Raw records
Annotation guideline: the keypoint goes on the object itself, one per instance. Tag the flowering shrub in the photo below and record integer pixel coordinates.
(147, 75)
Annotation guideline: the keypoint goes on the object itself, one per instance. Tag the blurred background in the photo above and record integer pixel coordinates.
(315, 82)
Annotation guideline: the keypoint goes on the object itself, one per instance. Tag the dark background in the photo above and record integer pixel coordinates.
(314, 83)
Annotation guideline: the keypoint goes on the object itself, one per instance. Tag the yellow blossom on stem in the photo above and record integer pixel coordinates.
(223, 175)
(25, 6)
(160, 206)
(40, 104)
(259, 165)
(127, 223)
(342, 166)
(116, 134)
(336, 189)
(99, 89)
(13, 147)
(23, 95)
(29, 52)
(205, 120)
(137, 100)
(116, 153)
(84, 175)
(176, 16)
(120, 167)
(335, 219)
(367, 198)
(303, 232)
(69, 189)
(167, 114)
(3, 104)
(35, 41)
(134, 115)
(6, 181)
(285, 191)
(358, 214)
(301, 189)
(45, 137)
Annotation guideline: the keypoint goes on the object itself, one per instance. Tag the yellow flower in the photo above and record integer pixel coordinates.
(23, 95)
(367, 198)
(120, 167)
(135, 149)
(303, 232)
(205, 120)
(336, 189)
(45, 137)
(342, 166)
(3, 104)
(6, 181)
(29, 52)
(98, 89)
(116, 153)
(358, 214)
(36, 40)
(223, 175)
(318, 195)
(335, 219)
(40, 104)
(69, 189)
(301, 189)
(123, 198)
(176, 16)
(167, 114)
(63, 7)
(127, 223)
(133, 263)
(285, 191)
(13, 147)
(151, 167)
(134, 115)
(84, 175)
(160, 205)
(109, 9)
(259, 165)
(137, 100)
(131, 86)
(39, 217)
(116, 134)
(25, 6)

* REQUIRED TASK: Please reproduce every one of the records above line for line, changing nothing.

* EXERCISE OUTPUT:
Annotation guideline: the keypoint goes on the object itself, one per instance. Tag the flowering shrub in the photo below and record integer pixel coordinates.
(147, 75)
Annotation guideline: the keypoint goes on the object itself, one per instance. Tag the blurred background in the photo above and record integer pixel coordinates.
(315, 82)
Annotation guideline: the keypoint goes on the object itself, one per instance. Tag the dark background in the photo above and record integer pixel coordinates.
(314, 83)
Annotation guideline: the keypoint goes on the object itself, one per instance. Tag the yellow blossom on stem in the photo above and record integer pixel coordinates.
(223, 175)
(25, 6)
(160, 206)
(40, 104)
(259, 165)
(127, 223)
(342, 166)
(116, 134)
(336, 189)
(99, 89)
(13, 147)
(23, 95)
(29, 52)
(205, 120)
(137, 100)
(116, 153)
(84, 175)
(176, 16)
(120, 167)
(335, 219)
(367, 198)
(303, 232)
(69, 189)
(167, 114)
(3, 104)
(35, 41)
(134, 115)
(6, 181)
(285, 191)
(358, 214)
(301, 189)
(45, 137)
Annotation guideline: the keypoint goes on the object itself, one per instance. Tag the yellow flower in the photo above and record integer pixel coordinates.
(23, 95)
(367, 198)
(120, 167)
(135, 149)
(303, 232)
(205, 120)
(336, 189)
(45, 137)
(342, 166)
(3, 104)
(6, 181)
(29, 52)
(98, 89)
(116, 153)
(358, 214)
(36, 40)
(223, 175)
(318, 195)
(335, 219)
(40, 104)
(69, 189)
(301, 189)
(123, 198)
(176, 16)
(167, 114)
(63, 7)
(127, 223)
(133, 263)
(285, 191)
(13, 147)
(151, 167)
(134, 115)
(84, 175)
(160, 205)
(109, 9)
(259, 165)
(137, 100)
(131, 86)
(39, 217)
(116, 134)
(25, 6)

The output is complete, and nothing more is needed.